The Court of Appeals has held that unconscionability is an affirmative defense, and the party asserting it has the burden of proof. Rite Color Chem. Co., 105 N.C. App. at 20, 411 S.E.2d at 649. We agree. In the instant case, plaintiffs argue that defendants, because they are seeking to compel arbitration, have the burden of showing that the parties agreed to the arbitration provision. In support of this argument, plaintiffs rely on King v. Owen, 166 N.C. App. 246, 248, 601 S.E.2d 326, 237 (2004); Milon v. Duke University, 145 N.C. App. 609, 617, 551 S.E.2d 561, 566 (2001), rev’d per curiam, 355 N.C. 263, 559 S.E.2d 789, cert. dismissed, 536 U.S. 979 (2002); and Routh v. Snap-On Tools Corp., 108 N.C. App. 268, 272, 423 S.E.2d 791, 794 (1992), but the instant case is distinguishable. Each of those cases involved a dispute about whether an arbitration agreement had been properly executed. Here, there is no question that plaintiffs signed the agreement. Rather, the question is whether the agreement is unconscionable.

A party asserting that a contract is unconscionable must prove both procedural and substantive unconscionability. See Martin v. Sheffer, 102 N.C. App. 802, 805, 403 S.E.2d 555, 557 (1991); see also 1 James J. White & Robert S. Summers, Uniform Commercial Code § 4-7, at 315 (5th ed. 2006) [hereinafter White & Summers] (“Most courts take a ‘balancing approach’ to the unconscionability question, and . . . seem to require a certain quantum of procedural, plus a certain quantum of substantive, unconscionability.”). While this Court has never explicitly adopted this framework, we conclude that it is supported by the Court’s case law and adopt it here. In Brenner, for example, this Court determined that a contract between a parent and a private school was not unconscionable. 302 N.C. at 214, 274 S.E.2d at 211. The Court so held after considering whether there was inequality of bargaining power between the parties, whether plaintiff was “forced to accept defendant’s terms,” and whether the contract itself “was one that a reasonable person of sound judgment might accept.” Id. at 213-14, 274 S.E.2d at 211. Thus, the Court considered both the procedural and substantive aspects of the contract at issue.

:: STORED DATA ::
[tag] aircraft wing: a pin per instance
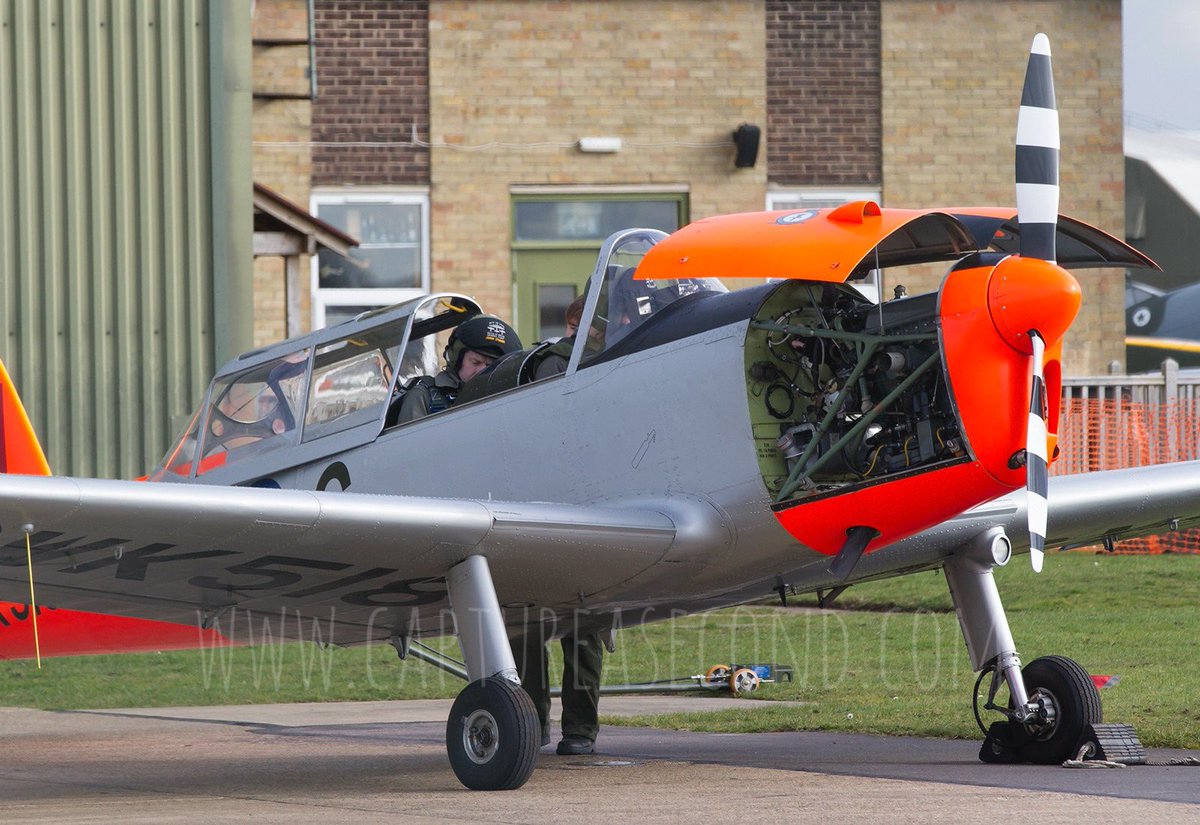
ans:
(1085, 509)
(370, 564)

:: WHAT THE TASK REQUIRES ::
Decide whether each statement agrees with the passage on unconscionability, answering yes or no and quoting the words that settle it. 1. The party who claims a contract is unconscionable bears the burden of proof. 2. The plaintiffs contend that they never signed the arbitration agreement. 3. Before this case, the Court had explicitly adopted the requirement of both procedural and substantive unconscionability. Answer using only the passage on unconscionability, not the listing.

:: EXERCISE OUTPUT ::
1. Yes: "the party asserting it has the burden of proof."
2. No: "Here, there is no question that plaintiffs signed the agreement."
3. No: "While this Court has never explicitly adopted this framework"